- [Passage shown]:
————

Thursday, January 11, 2018

Kobach Redux

To know is nothing at all; to imagine is everything.

—Anatole France, The Crime of Sylvestre Bonnard

It’s not that he’s ever been far away. It’s just that whenever he returns, it causes the casual observer to marvel at how a great education could produce such a distorted intelligence and twisted mind. The good news is that soon he will leave the national stage in order to return to his home state and favor its voters with his peculiar views of government. A graduate of Harvard, Oxford, and Yale Law School, he is proof that, as one University President put it, some years back, when speaking of college graduates, “you can never be sure they are educated.” He is Kris Kobach.

Kris is remembered for a number of peculiar triumphs that occurred during the last two years. It was he, who while serving on the Republican Platform Committee of the Republican National Convention, successfully inserted language into the platform that addresses illegal immigration in the manner now demanded by the country’s Resident Fool who has found shelter in the White House. The language he successfully inserted was: “The border wall must cover the entirety of the southern border and must be sufficient to stop both vehicular and pedestrian traffic.” In furtherance of this project, eight sample walls have now been constructed in Texas, the prettiest of which is described as being a pale blue and white and resembles in some respects a split level home. The wall was not Kris’s only platform success. He inserted into that platform language pertaining to gay marriage and stating that the U.S. Supreme Court’s opinion legalizing it was obviously incorrect.

————

- [The task]:
Rewrite the post on Kris Kobach from "Kobach Redux" up to and including "is Kris Kobach.", putting "wonder" in place of "marvel".

(Image entries on named regions)
————

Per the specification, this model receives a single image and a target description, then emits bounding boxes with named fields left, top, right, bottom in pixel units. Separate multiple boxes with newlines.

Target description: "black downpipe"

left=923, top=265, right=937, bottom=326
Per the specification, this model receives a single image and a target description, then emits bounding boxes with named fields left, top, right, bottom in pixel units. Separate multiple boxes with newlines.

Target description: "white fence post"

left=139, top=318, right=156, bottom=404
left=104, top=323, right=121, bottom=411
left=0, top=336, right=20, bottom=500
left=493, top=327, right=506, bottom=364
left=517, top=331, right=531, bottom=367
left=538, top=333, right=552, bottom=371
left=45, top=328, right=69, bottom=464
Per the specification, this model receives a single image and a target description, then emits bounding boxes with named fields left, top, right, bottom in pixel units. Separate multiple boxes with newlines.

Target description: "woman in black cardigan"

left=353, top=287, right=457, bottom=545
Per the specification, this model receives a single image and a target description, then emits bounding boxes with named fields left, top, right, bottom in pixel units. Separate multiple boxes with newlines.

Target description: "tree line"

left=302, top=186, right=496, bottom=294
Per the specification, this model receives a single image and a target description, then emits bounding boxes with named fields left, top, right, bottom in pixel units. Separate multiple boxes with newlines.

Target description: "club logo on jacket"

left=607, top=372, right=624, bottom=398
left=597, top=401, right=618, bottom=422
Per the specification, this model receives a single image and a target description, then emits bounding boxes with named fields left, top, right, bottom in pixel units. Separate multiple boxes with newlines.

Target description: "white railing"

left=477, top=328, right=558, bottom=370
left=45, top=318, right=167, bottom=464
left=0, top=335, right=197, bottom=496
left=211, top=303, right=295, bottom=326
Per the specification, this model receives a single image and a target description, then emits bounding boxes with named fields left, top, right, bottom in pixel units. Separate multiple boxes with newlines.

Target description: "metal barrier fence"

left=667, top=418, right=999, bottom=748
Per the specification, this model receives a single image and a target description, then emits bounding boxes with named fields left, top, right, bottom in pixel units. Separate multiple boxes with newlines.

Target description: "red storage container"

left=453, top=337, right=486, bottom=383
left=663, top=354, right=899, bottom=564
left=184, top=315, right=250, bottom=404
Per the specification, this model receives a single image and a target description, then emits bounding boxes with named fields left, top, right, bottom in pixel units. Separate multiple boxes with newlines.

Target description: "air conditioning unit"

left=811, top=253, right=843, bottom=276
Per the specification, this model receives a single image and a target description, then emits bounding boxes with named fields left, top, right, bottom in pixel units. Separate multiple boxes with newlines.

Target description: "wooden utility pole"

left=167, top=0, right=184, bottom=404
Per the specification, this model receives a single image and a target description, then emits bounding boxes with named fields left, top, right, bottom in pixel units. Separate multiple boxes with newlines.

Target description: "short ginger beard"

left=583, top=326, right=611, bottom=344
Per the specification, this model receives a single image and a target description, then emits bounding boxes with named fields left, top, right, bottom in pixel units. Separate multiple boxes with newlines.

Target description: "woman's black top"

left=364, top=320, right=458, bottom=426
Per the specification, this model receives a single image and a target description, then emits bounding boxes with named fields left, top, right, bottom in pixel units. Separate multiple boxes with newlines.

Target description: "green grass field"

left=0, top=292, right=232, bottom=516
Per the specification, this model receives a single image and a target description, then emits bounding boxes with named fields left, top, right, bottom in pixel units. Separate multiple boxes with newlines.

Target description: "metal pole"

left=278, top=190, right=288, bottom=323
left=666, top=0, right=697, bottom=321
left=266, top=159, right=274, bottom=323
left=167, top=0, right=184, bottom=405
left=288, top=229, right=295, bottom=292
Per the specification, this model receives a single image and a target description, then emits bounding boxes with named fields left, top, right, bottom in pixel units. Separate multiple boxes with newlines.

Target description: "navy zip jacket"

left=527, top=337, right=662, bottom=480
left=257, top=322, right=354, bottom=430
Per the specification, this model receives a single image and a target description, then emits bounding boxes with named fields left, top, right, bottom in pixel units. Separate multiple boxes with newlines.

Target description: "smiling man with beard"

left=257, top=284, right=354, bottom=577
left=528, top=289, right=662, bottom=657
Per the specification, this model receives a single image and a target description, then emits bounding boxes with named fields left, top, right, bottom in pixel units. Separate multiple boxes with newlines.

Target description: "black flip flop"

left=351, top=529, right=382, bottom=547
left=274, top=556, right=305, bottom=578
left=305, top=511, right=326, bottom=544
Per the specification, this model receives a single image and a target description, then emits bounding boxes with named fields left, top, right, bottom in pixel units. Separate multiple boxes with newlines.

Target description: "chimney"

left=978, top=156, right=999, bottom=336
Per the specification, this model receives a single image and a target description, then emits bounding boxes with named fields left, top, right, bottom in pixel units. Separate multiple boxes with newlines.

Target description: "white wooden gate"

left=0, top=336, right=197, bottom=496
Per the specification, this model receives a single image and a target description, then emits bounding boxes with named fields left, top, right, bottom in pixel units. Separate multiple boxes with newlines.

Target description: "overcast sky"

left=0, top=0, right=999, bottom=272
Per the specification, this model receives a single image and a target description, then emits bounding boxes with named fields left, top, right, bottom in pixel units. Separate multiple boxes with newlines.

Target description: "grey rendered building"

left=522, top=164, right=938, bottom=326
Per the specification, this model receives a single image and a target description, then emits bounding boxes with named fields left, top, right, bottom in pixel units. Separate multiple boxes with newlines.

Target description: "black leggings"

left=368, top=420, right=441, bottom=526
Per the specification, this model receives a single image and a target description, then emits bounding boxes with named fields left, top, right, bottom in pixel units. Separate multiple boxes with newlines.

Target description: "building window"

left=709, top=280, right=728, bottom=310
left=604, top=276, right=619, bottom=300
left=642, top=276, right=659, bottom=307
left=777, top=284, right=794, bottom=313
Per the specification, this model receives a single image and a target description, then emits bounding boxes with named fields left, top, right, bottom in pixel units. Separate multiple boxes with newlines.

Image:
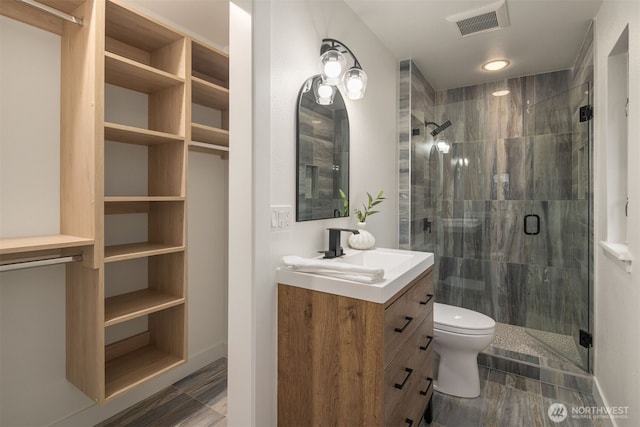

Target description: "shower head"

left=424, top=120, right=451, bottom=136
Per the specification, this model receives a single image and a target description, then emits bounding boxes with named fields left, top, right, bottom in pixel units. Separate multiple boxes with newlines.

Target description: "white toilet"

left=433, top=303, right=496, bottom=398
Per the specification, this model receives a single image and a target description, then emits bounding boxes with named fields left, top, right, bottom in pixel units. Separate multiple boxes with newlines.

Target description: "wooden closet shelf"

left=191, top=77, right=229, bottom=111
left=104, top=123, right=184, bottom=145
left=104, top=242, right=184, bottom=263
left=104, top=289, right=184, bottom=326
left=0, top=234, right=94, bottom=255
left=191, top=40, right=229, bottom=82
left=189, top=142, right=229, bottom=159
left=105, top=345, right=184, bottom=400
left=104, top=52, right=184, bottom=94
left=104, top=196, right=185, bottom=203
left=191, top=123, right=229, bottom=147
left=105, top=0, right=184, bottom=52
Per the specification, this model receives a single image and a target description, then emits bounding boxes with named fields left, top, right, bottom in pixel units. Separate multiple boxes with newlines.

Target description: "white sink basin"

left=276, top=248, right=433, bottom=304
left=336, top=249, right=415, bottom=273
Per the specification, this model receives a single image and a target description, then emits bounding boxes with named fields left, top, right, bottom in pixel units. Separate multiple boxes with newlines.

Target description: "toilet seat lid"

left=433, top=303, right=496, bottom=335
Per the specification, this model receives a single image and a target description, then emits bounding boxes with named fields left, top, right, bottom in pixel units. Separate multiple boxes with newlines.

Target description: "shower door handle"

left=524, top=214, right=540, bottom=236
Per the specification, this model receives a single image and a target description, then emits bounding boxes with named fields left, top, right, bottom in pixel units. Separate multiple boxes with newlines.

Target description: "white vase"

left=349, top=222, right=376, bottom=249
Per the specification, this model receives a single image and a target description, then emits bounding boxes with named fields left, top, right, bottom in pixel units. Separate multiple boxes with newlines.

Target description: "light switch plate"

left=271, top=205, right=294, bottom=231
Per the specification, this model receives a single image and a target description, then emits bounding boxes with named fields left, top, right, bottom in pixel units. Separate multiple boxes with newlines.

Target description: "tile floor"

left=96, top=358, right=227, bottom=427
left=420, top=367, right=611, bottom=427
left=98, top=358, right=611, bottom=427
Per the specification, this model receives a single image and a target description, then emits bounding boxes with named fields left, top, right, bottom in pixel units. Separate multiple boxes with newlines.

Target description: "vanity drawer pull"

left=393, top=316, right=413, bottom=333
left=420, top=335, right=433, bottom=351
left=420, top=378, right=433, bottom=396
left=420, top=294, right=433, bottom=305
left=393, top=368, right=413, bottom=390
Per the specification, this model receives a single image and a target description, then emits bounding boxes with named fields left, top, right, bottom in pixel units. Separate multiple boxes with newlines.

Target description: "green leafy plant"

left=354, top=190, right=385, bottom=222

————

- [Answer below]:
Kobach Redux

To know is nothing at all; to imagine is everything.

—Anatole France, The Crime of Sylvestre Bonnard

It’s not that he’s ever been far away. It’s just that whenever he returns, it causes the casual observer to wonder at how a great education could produce such a distorted intelligence and twisted mind. The good news is that soon he will leave the national stage in order to return to his home state and favor its voters with his peculiar views of government. A graduate of Harvard, Oxford, and Yale Law School, he is proof that, as one University President put it, some years back, when speaking of college graduates, “you can never be sure they are educated.” He is Kris Kobach.